Reading text:
□ □ □ □ □

A West-Australian bodybuilder mom died on June 19 after an overdose of proteins and supplements, according to her family. Later, doctors declared she did not just died because of the excess of supplements, but also due to a rare disorder she had.
Meegan Hefford was firstly found unconscious at her apartment. Immediately, her family took her to the hospital, where she was declared brain-dead. The mother of two finally passed away two days later.
Hefford, who had been competing in bodybuilding since 2014, was not just a 25-year-old mom, she was also a gym trainer and a paramedic trainee. She had herself submitted under a hard routine of exercises and a rough, full of proteins diet for a competition in September.
Meegan Hefford couldn’t release protein properly
After she died, doctors firstly listed her death due to an “intake of bodybuilding supplements.” But then, they realized the cause of death was not only her strict diet but for urea cycle disorder (UCD), a rare disease she totally dismissed. The mother lived 25 years without knowing she suffered from an illness that didn’t let her body eject protein properly. It was too late when doctors found out the reason.
Doctors thought it was her heavy protein-based diet that might have caused a rapid buildup of ammonia in her bloodstream, as well as an accumulation of fluid in her brain. High levels of protein intake, the NUCDF says, can end in excessive ammonia for those suffering from UCD, leading to neurological disorders and even coma and death.

□ □ □ □ □

Apply what you read:
**1.** Reproduce the passage of the Meegan Hefford article from "Hefford, who had" to "competition in September.".
**2.** What rare disease did the Meegan Hefford article say she had?

□ □ □ □ □

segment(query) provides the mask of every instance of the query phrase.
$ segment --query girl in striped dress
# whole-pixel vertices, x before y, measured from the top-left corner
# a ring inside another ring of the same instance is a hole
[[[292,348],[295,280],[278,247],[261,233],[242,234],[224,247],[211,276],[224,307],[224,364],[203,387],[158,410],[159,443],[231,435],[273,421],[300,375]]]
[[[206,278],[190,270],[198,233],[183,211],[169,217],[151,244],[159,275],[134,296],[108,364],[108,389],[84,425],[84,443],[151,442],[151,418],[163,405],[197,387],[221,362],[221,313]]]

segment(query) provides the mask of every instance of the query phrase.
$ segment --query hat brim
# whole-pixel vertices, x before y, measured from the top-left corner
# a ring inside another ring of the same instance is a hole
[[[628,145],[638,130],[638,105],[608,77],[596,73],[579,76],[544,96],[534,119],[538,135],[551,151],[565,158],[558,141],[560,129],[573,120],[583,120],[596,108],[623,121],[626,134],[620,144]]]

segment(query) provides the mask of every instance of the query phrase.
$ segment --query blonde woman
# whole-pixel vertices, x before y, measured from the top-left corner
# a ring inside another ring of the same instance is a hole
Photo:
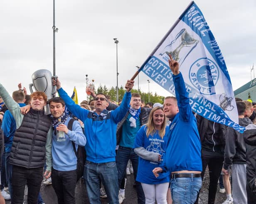
[[[141,183],[146,204],[167,204],[166,197],[170,181],[170,173],[156,178],[152,170],[161,164],[165,155],[166,140],[165,118],[160,107],[151,110],[146,125],[138,131],[133,146],[139,156],[136,180]]]

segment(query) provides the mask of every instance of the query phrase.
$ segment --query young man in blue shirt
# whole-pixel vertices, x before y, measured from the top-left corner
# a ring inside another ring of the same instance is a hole
[[[77,150],[78,145],[85,145],[86,139],[78,121],[74,120],[71,130],[68,129],[71,118],[65,110],[65,102],[62,99],[54,98],[50,99],[49,104],[51,113],[53,116],[52,134],[52,168],[47,177],[51,173],[52,187],[57,195],[59,204],[75,204],[77,158],[72,142],[75,143]],[[59,118],[62,124],[58,125]],[[64,141],[58,141],[58,131],[64,132]]]
[[[171,121],[166,157],[164,163],[153,173],[157,177],[159,173],[171,173],[171,192],[174,203],[194,204],[202,186],[201,142],[179,63],[169,57],[177,98],[165,99],[165,115]]]
[[[126,116],[118,123],[117,134],[120,137],[119,146],[116,155],[116,165],[118,172],[118,185],[120,186],[122,180],[126,173],[126,166],[129,159],[133,164],[134,180],[136,180],[138,165],[139,157],[134,152],[133,146],[137,132],[141,126],[148,121],[151,110],[141,108],[140,95],[133,93],[130,100],[129,110]],[[145,203],[145,197],[140,182],[136,182],[136,190],[138,204]],[[119,202],[124,199],[124,193],[119,194]]]
[[[90,203],[100,204],[100,181],[106,190],[108,203],[119,204],[117,170],[116,164],[116,146],[117,124],[125,117],[128,111],[130,100],[130,92],[133,86],[133,81],[128,80],[122,103],[114,110],[106,109],[108,103],[106,96],[98,94],[95,98],[95,112],[82,108],[76,105],[62,88],[57,79],[53,85],[57,86],[60,97],[68,109],[84,124],[87,143],[85,146],[86,161],[84,166],[84,178]]]

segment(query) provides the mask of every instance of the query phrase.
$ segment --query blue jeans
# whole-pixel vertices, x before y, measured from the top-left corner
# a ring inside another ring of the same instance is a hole
[[[1,190],[4,187],[7,186],[6,175],[5,174],[5,151],[2,157],[2,164],[1,166]]]
[[[40,193],[40,192],[39,192],[39,194],[38,194],[38,197],[37,197],[37,204],[42,204],[44,202],[44,200],[43,200],[43,198],[41,195],[41,193]]]
[[[94,163],[86,160],[84,178],[90,203],[101,204],[100,181],[108,196],[109,204],[119,204],[117,170],[115,161]]]
[[[202,184],[201,178],[178,178],[171,180],[173,204],[193,204]]]
[[[118,172],[118,186],[119,187],[123,178],[125,174],[126,173],[126,166],[129,159],[130,159],[133,165],[134,180],[136,181],[139,163],[139,157],[134,152],[133,148],[119,146],[117,151],[116,159]],[[135,183],[138,204],[144,204],[145,203],[145,196],[141,184],[138,181],[135,181]]]
[[[12,175],[13,166],[12,164],[9,163],[10,152],[5,153],[5,173],[6,174],[6,180],[8,183],[9,192],[10,192],[11,198],[12,197]]]

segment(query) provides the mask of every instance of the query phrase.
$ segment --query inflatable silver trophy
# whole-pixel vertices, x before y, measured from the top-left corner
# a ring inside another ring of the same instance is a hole
[[[47,101],[52,98],[57,92],[56,86],[52,85],[52,75],[47,70],[39,70],[32,74],[32,83],[30,84],[30,90],[31,94],[34,91],[42,91],[47,96]],[[50,114],[49,104],[44,106],[46,115]]]

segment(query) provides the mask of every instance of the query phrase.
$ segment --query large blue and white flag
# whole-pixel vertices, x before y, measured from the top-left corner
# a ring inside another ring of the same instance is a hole
[[[140,70],[175,95],[169,55],[177,61],[192,110],[243,132],[224,59],[202,12],[192,2]]]

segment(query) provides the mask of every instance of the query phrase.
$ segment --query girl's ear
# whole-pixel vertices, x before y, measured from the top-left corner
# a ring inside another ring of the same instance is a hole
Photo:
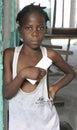
[[[22,28],[20,26],[18,26],[18,31],[20,34],[22,34]]]

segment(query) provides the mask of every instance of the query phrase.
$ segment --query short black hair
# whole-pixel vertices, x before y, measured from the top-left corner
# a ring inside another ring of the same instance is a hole
[[[26,15],[28,13],[31,12],[38,12],[41,15],[43,15],[44,19],[45,19],[45,24],[47,24],[47,21],[49,21],[49,17],[48,14],[44,11],[46,7],[41,7],[40,4],[39,5],[34,5],[34,3],[31,3],[30,5],[25,6],[18,14],[17,14],[17,18],[16,18],[16,22],[22,26],[23,25],[23,19],[24,17],[26,17]]]

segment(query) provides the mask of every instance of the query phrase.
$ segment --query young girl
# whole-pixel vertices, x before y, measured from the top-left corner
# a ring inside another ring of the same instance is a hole
[[[9,99],[9,130],[60,130],[53,103],[56,93],[73,78],[74,72],[54,50],[41,46],[48,15],[40,5],[30,4],[17,15],[18,30],[23,45],[8,48],[3,55],[3,96]],[[48,58],[65,74],[47,86],[47,68],[37,66]],[[36,81],[34,84],[31,79]]]

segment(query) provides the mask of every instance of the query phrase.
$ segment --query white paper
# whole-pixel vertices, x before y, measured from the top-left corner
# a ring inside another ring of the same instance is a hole
[[[52,60],[46,56],[44,56],[35,67],[40,67],[42,69],[47,70],[48,67],[52,64]],[[37,82],[37,80],[27,79],[33,85]]]

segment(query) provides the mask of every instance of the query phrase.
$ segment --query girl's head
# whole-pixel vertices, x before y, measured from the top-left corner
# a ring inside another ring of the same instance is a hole
[[[30,4],[17,15],[16,21],[23,42],[30,47],[38,47],[44,38],[46,23],[49,20],[44,8]]]
[[[47,13],[44,11],[46,7],[41,7],[39,5],[30,4],[28,6],[25,6],[17,15],[16,22],[19,24],[19,26],[23,26],[24,20],[27,19],[27,16],[32,12],[39,13],[45,20],[45,24],[47,24],[47,21],[49,21],[49,17]]]

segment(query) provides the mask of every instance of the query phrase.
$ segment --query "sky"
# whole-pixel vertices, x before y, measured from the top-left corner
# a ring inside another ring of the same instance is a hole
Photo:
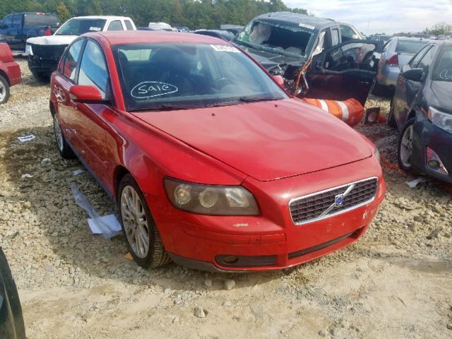
[[[366,35],[420,32],[452,23],[452,0],[284,0],[316,16],[351,23]]]

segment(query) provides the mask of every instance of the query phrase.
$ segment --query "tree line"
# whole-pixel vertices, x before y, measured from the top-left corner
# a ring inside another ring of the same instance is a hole
[[[56,13],[64,22],[73,16],[114,15],[131,17],[137,27],[164,21],[191,29],[245,25],[264,13],[290,11],[282,0],[0,0],[0,18],[11,13]]]

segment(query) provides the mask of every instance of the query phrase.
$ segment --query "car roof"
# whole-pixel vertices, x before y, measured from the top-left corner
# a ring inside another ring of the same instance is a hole
[[[253,20],[259,20],[269,23],[287,25],[300,27],[299,24],[309,25],[314,27],[314,30],[321,30],[326,26],[330,26],[336,23],[333,20],[326,19],[324,18],[317,18],[315,16],[299,14],[292,12],[273,12],[262,14],[256,16]]]
[[[217,37],[181,32],[166,32],[161,30],[111,30],[85,33],[83,36],[93,38],[100,35],[105,37],[110,44],[126,43],[206,43],[214,44],[227,44]]]
[[[130,19],[128,16],[75,16],[72,19]]]

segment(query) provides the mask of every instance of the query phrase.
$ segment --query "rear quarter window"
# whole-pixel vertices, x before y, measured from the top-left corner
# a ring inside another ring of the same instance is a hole
[[[24,14],[24,26],[59,26],[59,19],[56,16],[43,14]]]
[[[423,41],[398,40],[396,47],[396,52],[397,53],[415,54],[426,44],[427,42]]]
[[[133,25],[130,20],[124,20],[124,23],[126,24],[127,30],[133,30]]]

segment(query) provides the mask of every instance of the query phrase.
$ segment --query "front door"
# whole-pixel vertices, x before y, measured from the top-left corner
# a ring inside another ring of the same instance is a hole
[[[313,56],[307,97],[345,100],[364,106],[376,75],[383,44],[350,40]]]

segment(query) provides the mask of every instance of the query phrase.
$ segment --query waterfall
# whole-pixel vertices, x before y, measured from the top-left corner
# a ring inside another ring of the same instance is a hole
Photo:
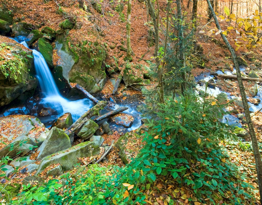
[[[30,49],[26,42],[26,37],[18,36],[12,39]],[[41,91],[45,96],[41,99],[41,103],[56,110],[58,113],[56,118],[66,113],[70,113],[73,120],[75,121],[94,106],[94,103],[87,98],[70,101],[63,97],[59,93],[53,76],[43,55],[36,50],[32,50],[36,77]]]

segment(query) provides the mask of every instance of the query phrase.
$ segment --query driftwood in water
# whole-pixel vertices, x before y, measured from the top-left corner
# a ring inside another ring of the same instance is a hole
[[[235,75],[222,75],[222,74],[219,74],[218,76],[218,77],[220,77],[223,78],[233,78],[233,79],[237,79],[236,76]],[[257,78],[255,77],[244,77],[244,76],[241,76],[241,78],[242,78],[242,79],[243,80],[262,82],[262,79],[261,78]]]
[[[110,117],[111,116],[114,115],[115,115],[118,114],[119,113],[120,113],[121,112],[124,111],[125,110],[127,110],[128,109],[128,108],[127,107],[120,107],[119,108],[118,108],[115,110],[109,112],[107,113],[106,113],[104,115],[101,115],[98,117],[97,117],[94,120],[94,121],[95,122],[97,122],[99,121],[100,121],[102,120],[105,119],[106,118]]]
[[[94,97],[92,95],[90,94],[89,92],[87,92],[86,89],[83,88],[82,86],[78,84],[76,84],[76,85],[75,87],[77,88],[80,90],[81,92],[83,92],[86,97],[88,98],[91,100],[93,101],[95,103],[97,104],[99,101],[96,98]]]
[[[117,80],[116,80],[116,82],[115,83],[115,87],[114,88],[114,90],[113,90],[113,92],[112,94],[114,95],[115,93],[117,91],[117,89],[118,87],[119,87],[119,84],[120,83],[120,81],[122,79],[122,76],[121,74],[119,74],[119,76],[117,78]]]
[[[74,133],[88,119],[92,116],[97,115],[99,110],[104,107],[107,103],[107,102],[104,101],[99,101],[96,105],[83,114],[77,120],[66,129],[65,132],[69,136]]]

□ □ □ □ □

Solutions to the tasks:
**1.**
Hefford, who had been competing in bodybuilding since 2014, was not just a 25-year-old mom, she was also a gym trainer and a paramedic trainee. She had herself submitted under a hard routine of exercises and a rough, full of proteins diet for a competition in September.

**2.** Urea cycle disorder (UCD)